● **Action item**: If a record holds a picture, please leave the picture out and copy the rest of the record exactly.
*** Opening of Data excerpts ***
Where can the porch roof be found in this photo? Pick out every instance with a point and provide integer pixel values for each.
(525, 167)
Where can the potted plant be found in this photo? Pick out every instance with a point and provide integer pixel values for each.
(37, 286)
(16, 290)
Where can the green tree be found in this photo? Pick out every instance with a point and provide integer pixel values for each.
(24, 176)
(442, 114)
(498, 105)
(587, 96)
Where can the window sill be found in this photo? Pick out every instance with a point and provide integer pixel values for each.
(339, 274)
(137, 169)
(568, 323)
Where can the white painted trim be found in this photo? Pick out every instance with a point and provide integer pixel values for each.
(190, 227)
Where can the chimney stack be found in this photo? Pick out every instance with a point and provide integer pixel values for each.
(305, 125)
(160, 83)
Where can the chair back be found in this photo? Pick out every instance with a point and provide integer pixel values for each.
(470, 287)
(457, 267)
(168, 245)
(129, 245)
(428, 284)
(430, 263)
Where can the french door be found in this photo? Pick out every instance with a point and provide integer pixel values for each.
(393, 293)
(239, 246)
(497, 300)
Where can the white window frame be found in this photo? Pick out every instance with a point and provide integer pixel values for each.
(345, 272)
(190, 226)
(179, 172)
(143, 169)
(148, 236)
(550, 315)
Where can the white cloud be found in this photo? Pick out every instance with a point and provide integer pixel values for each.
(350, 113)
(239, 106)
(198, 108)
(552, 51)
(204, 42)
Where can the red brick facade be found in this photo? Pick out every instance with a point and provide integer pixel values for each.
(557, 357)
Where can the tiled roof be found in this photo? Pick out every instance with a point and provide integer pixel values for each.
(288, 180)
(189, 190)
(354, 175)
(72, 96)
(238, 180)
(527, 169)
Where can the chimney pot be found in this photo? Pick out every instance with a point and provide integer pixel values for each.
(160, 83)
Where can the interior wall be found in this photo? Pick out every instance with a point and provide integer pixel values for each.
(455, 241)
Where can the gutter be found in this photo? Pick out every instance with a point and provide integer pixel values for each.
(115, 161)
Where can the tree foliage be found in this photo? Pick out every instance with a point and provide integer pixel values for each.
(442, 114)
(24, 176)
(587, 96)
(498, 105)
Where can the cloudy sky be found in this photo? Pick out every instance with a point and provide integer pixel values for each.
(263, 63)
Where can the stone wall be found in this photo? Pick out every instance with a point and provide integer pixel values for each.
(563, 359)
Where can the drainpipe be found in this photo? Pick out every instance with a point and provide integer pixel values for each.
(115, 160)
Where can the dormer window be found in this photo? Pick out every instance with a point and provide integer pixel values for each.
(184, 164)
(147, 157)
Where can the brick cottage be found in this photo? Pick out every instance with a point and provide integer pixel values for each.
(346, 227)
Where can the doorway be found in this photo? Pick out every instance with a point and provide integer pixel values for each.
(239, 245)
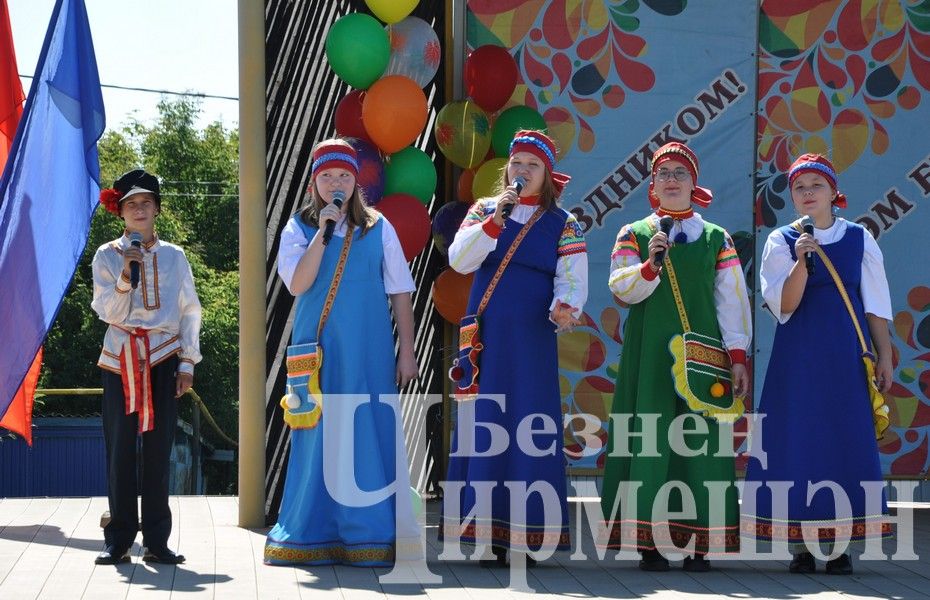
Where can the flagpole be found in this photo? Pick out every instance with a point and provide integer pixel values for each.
(252, 255)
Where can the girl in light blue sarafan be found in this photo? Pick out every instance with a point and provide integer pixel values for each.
(820, 424)
(341, 449)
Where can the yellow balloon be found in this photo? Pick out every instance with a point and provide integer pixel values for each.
(391, 11)
(488, 178)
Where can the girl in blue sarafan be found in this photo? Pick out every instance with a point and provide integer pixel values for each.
(819, 425)
(346, 284)
(540, 292)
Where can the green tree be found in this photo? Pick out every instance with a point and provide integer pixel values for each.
*** Close of Data excerpts ***
● **Exercise response**:
Where can the porch roof be found in this photo? Pick out every instance with a point and provide integer pixel values for each.
(525, 167)
Where can the potted plant be found in this photo? Pick out every instance with a point and provide integer pixel values for each.
(37, 286)
(16, 290)
Where can the green tree be found in this photo? Pick out every instance with a point and provide integer pixel values for each.
(24, 176)
(442, 114)
(498, 105)
(587, 96)
Where can the window sill be found in this photo? Pick out every instance with a point and provide integer pixel values for each.
(339, 274)
(137, 169)
(568, 323)
Where can the white painted trim be found in this photo? Pick out every instance with a point and provide integer pixel values for each.
(190, 227)
Where can the chimney stack be found in this photo? Pick out every instance with a point and provide integer pixel values for each.
(305, 125)
(160, 83)
Where can the chair back be found in this photo? Pick out every instance with a point and provide integer pixel values for each.
(470, 287)
(457, 267)
(168, 245)
(129, 245)
(428, 284)
(430, 263)
Where can the french door be found in this photo? Pick out every instance with a point and provide integer pixel values for each.
(393, 293)
(239, 246)
(497, 300)
Where can the white window frame be found in this photo? Pick out every instance with a point and provide integer pixel values for each.
(345, 272)
(190, 226)
(179, 172)
(143, 169)
(148, 236)
(550, 315)
Where can the white cloud be found in this photo? Pick out every instance with a point and provide integer pixel values for each.
(350, 113)
(239, 106)
(198, 108)
(552, 51)
(204, 42)
Where can the red brick facade be found in this photo? Pick out every instance with a point and provide integer pixel values for each.
(557, 357)
Where can the tiled roof be found in this photo? Pick out every instance with a point and provide integer pixel values for each.
(288, 180)
(189, 190)
(354, 175)
(72, 96)
(238, 180)
(527, 169)
Where can the chimney pot be found in this photo? Pick out every instance with a point and provide integer pixel values for each.
(160, 83)
Where can the interior wall be found in this photo? Pick out every instance with a point and provide integer pixel values for each.
(455, 241)
Where can the gutter be found in this photo? Pick out every instance with a point and provide integer pixel values for each.
(115, 161)
Where can the tree foliage be found in this photo? Pick out every instance with a point and provide integer pixel values for each.
(442, 114)
(24, 176)
(587, 96)
(498, 105)
Where can the cloudy sky be found in this photo? Pick out every instance with a point and provide integer pixel values for each.
(263, 63)
Where can the stone wall be found in this photo? Pick out every instance with a point and provide integer pixel values for each.
(563, 359)
Where can the drainpipe be found in this photo? Pick out every instance with a point and provide integer pixel values for each.
(115, 160)
Where can the dormer window be found in this photo? Pick out every instance with a point and provide integer pixel values for each.
(184, 164)
(147, 157)
Where can the brick cottage be found in this photo? Pick out every instance with a point and provide integer pixel values for each.
(346, 227)
Where can the doorway be found in this photo? Pick out every instance with a point and provide integer pixel values for each.
(239, 245)
Where can the flagpole be found in this photo? Pick out every instance with a point and provide integer pixel values for each.
(252, 255)
Where can the girl in light blue sarafan be found in this photo? Pick out every instance with a point and provide integer pixel values for each.
(820, 424)
(341, 449)
Where can the yellow balloon be found in this photo? Pick out every instance with a point and provide integer pixel values for each.
(391, 11)
(488, 178)
Where can the girl in blue sarafan be found in this photo? Pick out every instance with a point and provide integer pixel values for each.
(819, 425)
(346, 284)
(540, 292)
Where can the green tree be found in this photo? Pick out every instance with a point and provide integer pixel values for each.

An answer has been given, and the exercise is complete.